- **YOUR INSTRUCTIONS**
Lift out each line of the data that holds "type".

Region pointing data
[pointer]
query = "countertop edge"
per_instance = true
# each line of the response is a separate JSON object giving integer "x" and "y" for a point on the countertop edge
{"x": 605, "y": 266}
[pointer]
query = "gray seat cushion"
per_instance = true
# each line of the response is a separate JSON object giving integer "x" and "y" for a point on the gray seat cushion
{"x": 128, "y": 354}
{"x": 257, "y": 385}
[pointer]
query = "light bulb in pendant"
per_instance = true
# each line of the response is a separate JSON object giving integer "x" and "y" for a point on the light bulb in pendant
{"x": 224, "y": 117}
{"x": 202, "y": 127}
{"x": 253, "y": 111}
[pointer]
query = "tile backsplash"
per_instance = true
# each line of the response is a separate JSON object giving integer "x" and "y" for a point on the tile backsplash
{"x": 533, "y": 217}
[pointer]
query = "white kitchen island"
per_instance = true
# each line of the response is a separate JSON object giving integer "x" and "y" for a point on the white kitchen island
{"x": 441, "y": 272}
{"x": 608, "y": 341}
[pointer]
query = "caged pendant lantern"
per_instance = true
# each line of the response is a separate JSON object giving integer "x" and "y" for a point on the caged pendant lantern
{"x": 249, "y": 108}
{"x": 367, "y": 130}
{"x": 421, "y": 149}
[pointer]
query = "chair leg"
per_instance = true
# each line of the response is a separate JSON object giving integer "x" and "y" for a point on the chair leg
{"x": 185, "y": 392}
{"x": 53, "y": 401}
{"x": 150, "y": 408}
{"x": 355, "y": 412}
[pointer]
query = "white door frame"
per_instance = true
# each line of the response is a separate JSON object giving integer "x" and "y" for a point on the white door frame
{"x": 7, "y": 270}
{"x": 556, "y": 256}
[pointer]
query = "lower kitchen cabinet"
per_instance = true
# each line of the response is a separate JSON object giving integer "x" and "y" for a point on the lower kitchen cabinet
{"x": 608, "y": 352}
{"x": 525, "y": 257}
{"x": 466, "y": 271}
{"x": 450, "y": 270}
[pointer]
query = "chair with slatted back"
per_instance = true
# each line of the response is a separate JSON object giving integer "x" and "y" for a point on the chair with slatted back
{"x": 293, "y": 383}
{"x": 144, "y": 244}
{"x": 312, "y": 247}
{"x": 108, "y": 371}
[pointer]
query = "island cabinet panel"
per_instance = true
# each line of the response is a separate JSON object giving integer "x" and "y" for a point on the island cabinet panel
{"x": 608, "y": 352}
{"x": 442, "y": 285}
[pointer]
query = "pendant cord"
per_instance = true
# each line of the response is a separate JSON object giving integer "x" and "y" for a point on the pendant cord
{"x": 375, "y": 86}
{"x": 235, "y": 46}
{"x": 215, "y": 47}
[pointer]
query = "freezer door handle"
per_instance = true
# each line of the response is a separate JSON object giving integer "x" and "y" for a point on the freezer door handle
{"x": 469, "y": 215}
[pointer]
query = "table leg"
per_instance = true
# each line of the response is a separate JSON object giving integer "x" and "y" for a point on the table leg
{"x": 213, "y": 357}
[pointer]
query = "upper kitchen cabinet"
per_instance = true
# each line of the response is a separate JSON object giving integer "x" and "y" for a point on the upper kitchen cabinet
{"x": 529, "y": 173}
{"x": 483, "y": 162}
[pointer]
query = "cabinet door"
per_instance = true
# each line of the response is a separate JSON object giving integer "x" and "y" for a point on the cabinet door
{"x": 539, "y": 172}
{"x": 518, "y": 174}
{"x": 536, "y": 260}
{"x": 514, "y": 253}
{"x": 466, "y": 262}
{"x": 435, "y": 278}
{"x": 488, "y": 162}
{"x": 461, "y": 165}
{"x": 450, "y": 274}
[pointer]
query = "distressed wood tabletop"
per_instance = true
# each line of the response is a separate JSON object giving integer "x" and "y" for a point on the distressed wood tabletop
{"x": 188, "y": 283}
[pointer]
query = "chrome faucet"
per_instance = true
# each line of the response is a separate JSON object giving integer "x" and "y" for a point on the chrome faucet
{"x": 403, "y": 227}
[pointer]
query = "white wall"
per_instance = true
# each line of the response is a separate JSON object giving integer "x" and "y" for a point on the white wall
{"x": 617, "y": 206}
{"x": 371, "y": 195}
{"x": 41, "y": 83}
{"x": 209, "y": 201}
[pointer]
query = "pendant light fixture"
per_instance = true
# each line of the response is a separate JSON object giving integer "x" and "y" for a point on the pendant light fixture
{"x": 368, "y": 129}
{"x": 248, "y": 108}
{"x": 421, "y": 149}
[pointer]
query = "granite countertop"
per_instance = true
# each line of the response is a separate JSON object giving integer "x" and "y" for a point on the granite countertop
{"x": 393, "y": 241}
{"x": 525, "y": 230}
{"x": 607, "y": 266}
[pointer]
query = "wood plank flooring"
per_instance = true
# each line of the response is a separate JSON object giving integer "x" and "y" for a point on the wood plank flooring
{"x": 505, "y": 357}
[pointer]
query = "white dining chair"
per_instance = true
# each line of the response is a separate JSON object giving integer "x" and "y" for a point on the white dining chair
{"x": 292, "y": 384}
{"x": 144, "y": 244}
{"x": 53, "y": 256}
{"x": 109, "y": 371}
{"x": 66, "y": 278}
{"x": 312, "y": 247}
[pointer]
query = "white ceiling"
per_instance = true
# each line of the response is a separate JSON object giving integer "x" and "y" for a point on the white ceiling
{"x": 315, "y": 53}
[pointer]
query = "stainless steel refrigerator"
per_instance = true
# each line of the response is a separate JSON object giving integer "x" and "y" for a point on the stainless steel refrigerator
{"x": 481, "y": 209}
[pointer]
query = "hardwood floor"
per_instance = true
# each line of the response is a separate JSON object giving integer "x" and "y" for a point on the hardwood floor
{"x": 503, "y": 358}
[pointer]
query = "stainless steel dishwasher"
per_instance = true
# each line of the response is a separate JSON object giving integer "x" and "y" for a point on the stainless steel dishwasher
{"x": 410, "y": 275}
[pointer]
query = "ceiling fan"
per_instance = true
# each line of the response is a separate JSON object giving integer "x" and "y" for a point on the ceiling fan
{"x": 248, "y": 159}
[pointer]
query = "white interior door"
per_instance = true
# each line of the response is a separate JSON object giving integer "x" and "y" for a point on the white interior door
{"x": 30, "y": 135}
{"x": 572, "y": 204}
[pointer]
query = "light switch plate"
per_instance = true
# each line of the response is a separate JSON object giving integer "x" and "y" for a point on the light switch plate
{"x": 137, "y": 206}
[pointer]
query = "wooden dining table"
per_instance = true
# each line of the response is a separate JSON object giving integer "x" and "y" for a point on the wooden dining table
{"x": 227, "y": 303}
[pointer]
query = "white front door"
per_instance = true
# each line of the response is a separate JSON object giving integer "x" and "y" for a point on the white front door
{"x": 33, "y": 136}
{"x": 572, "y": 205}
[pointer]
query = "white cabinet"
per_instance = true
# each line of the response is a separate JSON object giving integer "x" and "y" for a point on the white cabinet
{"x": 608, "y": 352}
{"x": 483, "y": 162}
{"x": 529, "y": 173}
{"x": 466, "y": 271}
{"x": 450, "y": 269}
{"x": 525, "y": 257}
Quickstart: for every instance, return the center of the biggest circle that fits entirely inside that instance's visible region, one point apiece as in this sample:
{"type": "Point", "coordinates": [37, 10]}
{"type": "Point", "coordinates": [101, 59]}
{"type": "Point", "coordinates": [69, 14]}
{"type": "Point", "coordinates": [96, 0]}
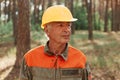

- **SOLUTION FOR THIS EXERCISE**
{"type": "Point", "coordinates": [37, 10]}
{"type": "Point", "coordinates": [101, 59]}
{"type": "Point", "coordinates": [69, 14]}
{"type": "Point", "coordinates": [96, 0]}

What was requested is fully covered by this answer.